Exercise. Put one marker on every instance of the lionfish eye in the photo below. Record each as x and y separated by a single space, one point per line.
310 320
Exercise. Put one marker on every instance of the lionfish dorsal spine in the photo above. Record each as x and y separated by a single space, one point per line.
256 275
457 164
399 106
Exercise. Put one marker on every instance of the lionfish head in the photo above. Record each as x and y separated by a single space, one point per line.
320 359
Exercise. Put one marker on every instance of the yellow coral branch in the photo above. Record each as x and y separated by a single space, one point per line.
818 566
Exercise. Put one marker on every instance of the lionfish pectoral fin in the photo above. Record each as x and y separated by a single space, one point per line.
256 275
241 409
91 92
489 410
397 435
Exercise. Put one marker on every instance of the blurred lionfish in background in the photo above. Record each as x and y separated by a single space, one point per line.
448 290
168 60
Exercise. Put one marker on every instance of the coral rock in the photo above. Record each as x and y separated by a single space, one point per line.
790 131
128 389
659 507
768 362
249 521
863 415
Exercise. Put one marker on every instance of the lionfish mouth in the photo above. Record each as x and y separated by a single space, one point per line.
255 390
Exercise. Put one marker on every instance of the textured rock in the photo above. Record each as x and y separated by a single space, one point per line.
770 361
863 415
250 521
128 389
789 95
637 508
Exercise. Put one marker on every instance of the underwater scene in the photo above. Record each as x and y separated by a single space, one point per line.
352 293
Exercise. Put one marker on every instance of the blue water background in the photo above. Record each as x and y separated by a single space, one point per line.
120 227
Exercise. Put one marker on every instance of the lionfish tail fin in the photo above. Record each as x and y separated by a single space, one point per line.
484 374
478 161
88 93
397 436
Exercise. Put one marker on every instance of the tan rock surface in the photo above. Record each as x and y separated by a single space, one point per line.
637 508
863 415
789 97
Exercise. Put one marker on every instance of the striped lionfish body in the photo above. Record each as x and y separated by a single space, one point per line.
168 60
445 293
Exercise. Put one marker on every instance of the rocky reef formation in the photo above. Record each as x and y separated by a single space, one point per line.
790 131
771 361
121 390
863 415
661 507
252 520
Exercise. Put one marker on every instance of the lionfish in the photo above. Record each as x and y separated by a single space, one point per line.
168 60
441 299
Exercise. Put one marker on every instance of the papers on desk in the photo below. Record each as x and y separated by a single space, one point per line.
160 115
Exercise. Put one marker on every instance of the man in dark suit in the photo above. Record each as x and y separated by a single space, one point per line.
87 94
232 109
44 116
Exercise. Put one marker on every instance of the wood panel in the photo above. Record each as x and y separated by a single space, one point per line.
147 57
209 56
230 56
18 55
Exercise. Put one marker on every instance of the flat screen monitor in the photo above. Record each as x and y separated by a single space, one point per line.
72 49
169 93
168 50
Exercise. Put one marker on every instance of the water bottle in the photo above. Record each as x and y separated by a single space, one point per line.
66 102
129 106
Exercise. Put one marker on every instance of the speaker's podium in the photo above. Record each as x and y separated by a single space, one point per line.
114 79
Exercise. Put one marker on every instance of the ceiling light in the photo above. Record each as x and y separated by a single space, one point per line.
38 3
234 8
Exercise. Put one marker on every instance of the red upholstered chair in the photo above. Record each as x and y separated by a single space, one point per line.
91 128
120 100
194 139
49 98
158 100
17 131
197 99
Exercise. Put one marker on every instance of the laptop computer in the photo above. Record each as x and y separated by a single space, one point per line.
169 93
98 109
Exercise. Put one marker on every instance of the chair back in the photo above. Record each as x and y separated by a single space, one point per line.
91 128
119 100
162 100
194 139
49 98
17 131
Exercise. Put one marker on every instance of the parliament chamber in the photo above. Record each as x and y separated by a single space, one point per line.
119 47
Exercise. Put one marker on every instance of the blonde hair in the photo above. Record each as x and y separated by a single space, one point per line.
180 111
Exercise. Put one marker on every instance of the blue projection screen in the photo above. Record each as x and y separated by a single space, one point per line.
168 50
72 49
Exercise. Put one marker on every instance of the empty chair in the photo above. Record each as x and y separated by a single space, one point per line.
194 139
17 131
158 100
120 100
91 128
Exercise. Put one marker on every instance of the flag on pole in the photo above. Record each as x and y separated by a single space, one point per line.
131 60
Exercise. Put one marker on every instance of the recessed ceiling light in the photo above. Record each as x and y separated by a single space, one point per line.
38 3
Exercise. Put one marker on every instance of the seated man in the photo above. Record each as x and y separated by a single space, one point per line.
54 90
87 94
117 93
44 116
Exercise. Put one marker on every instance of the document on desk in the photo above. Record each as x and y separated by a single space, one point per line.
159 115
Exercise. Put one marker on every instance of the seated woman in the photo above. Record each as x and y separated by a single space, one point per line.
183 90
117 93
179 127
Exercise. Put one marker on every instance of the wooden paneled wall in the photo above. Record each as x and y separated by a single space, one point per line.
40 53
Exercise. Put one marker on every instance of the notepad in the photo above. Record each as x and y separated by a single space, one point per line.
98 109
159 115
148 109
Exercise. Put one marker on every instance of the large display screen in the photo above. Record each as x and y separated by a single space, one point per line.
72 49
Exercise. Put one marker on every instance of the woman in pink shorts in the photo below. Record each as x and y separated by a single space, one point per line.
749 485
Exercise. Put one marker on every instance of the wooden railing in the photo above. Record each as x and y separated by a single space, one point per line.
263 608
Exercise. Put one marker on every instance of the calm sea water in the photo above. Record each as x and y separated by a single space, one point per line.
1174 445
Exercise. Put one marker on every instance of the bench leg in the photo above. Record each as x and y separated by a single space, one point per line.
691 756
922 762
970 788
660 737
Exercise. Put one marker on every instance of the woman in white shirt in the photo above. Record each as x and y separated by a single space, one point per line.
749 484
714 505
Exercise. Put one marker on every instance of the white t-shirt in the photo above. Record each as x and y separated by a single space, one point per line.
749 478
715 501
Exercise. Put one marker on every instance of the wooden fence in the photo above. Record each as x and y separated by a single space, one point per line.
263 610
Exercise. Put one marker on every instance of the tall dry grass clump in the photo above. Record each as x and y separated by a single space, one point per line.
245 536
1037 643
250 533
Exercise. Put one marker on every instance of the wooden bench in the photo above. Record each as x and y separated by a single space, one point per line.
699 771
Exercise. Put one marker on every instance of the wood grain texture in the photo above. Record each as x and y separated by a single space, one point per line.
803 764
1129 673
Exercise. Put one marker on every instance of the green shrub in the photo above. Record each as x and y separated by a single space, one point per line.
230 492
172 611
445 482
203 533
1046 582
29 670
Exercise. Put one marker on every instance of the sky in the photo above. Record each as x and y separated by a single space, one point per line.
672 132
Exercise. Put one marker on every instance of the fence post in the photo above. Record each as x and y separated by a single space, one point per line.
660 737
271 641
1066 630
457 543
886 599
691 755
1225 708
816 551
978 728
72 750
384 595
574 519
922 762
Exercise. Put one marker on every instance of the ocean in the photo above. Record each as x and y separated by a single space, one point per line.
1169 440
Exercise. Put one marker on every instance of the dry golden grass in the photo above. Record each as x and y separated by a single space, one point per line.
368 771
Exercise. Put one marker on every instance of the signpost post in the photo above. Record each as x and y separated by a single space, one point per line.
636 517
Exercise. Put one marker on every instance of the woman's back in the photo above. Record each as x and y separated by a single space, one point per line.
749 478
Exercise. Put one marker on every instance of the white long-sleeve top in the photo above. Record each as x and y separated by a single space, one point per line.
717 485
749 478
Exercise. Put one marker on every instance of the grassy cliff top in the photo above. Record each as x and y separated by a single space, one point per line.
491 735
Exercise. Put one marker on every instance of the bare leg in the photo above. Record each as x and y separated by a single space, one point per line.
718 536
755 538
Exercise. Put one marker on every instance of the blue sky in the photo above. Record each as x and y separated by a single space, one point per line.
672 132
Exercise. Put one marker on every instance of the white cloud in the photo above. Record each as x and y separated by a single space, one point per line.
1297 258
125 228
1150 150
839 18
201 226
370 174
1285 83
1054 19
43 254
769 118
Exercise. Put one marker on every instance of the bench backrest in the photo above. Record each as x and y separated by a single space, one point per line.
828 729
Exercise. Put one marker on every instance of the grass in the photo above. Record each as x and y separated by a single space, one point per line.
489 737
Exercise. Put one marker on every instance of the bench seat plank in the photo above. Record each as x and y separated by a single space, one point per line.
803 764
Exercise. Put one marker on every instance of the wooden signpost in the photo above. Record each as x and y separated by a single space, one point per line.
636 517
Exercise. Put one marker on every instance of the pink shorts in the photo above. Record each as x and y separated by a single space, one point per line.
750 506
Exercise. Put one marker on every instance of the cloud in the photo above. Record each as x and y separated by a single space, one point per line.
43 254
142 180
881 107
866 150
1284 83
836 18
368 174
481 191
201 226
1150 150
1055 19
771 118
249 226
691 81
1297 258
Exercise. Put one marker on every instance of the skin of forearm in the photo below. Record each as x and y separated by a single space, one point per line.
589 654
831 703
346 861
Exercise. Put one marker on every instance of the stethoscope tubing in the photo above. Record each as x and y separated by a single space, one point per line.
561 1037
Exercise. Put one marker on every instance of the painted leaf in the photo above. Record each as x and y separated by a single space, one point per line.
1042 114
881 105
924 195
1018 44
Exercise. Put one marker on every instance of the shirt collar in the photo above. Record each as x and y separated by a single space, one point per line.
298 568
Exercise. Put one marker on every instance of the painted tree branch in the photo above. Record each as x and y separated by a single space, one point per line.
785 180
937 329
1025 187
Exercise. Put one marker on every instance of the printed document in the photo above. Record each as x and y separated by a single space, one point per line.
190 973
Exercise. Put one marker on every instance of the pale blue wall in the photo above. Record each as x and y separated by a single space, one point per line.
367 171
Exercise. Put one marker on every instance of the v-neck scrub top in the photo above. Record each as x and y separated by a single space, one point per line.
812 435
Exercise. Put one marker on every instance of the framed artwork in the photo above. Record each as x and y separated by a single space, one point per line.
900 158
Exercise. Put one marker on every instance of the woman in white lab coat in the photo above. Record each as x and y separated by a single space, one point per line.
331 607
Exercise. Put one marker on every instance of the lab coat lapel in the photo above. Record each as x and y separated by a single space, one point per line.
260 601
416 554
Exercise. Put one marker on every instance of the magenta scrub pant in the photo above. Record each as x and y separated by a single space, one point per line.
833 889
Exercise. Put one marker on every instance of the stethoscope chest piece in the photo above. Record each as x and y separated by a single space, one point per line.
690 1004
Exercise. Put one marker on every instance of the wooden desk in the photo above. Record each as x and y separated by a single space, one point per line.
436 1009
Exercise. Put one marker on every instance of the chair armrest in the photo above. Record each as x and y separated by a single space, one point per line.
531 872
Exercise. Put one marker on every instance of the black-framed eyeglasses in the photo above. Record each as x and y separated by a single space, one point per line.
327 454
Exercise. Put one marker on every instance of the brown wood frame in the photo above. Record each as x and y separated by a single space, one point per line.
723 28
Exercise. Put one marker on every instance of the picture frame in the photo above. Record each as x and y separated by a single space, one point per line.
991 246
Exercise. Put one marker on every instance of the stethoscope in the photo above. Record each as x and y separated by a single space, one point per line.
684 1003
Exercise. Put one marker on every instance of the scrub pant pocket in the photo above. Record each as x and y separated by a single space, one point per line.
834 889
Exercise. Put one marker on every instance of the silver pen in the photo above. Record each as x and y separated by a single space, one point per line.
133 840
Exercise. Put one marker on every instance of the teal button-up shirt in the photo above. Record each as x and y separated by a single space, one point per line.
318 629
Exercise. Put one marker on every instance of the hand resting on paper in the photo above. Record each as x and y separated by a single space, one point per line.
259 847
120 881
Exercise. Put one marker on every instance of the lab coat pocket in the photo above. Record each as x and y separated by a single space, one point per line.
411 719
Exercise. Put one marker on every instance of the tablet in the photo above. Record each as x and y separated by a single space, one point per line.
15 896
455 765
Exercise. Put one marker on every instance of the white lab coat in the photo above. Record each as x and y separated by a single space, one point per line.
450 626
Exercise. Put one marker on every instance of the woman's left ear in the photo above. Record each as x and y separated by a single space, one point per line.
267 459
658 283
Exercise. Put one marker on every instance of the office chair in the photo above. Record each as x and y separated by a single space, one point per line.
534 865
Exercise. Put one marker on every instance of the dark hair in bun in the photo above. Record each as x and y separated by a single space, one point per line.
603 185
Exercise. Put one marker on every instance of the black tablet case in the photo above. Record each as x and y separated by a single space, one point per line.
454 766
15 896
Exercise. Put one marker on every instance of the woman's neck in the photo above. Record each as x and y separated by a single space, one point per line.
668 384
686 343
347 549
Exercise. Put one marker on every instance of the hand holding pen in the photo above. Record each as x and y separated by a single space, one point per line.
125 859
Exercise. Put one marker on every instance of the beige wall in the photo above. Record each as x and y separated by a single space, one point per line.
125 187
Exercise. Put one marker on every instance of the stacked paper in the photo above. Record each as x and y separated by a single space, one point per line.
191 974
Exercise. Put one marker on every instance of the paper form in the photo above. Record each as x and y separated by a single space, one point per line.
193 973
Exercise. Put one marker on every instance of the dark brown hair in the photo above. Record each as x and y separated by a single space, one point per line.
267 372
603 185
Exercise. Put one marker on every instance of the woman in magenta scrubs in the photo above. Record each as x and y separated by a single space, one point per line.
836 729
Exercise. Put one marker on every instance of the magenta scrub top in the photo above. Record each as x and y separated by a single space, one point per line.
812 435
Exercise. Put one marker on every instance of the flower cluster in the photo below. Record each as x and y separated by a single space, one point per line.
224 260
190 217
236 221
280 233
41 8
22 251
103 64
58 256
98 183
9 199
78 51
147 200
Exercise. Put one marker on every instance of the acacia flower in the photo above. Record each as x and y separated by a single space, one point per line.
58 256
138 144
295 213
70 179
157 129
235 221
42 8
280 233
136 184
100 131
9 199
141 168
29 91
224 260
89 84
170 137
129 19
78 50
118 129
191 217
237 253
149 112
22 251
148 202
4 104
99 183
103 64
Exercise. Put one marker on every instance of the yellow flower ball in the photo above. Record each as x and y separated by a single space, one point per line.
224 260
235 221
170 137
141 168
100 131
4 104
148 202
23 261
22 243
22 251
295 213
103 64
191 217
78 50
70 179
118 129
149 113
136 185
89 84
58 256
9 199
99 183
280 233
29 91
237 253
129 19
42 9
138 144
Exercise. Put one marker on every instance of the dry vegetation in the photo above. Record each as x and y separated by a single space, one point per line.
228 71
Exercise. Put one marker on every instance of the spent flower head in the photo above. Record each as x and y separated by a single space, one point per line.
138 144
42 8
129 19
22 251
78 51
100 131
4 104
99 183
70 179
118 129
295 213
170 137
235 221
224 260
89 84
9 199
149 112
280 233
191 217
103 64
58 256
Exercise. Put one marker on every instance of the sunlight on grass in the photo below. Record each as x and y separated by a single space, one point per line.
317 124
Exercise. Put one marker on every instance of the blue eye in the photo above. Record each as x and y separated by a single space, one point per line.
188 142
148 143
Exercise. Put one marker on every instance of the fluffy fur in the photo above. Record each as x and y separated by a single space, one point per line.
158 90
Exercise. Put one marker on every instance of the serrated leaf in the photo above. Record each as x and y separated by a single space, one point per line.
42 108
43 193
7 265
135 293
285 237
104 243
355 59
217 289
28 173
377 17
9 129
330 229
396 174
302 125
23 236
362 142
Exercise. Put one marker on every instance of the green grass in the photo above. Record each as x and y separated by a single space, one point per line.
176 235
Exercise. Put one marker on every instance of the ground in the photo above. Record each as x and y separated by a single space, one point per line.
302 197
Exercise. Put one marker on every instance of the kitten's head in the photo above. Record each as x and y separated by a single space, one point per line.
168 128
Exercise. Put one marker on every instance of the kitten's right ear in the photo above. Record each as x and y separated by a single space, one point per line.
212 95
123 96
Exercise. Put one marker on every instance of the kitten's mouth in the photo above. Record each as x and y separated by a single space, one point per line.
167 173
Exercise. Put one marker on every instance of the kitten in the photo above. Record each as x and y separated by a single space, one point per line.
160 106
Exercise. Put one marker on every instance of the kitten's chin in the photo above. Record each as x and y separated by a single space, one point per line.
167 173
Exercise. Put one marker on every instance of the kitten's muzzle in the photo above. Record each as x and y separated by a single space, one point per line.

◆ ◆ ◆ ◆ ◆

(Written request):
Extract every line from the one containing "Exercise. Put one marker on every instance of the kitten's right" through the last line of the data, inclusive, exactly as written.

(Solution to the problem):
Exercise. Put one marker on every instance of the kitten's right ear in the photo above. Record each as x and y separated by a single space, one point per line.
212 95
123 96
Exercise. Put one marker on every instance of the kitten's mouth in the photo above. Record each as x and y separated by a single space, one point per line.
167 173
Exercise. Put one marker on every instance of the kitten in the photo above. Record each as x and y separated by a single space, one point per line.
160 106
Exercise. Put one marker on every instance of the kitten's chin in the photo above. Record each as x and y separated by a single space, one point per line.
167 173
Exercise. Put one marker on every instance of the kitten's muzzle in the photo above. Record each as x and y separated by a single space, one point per line.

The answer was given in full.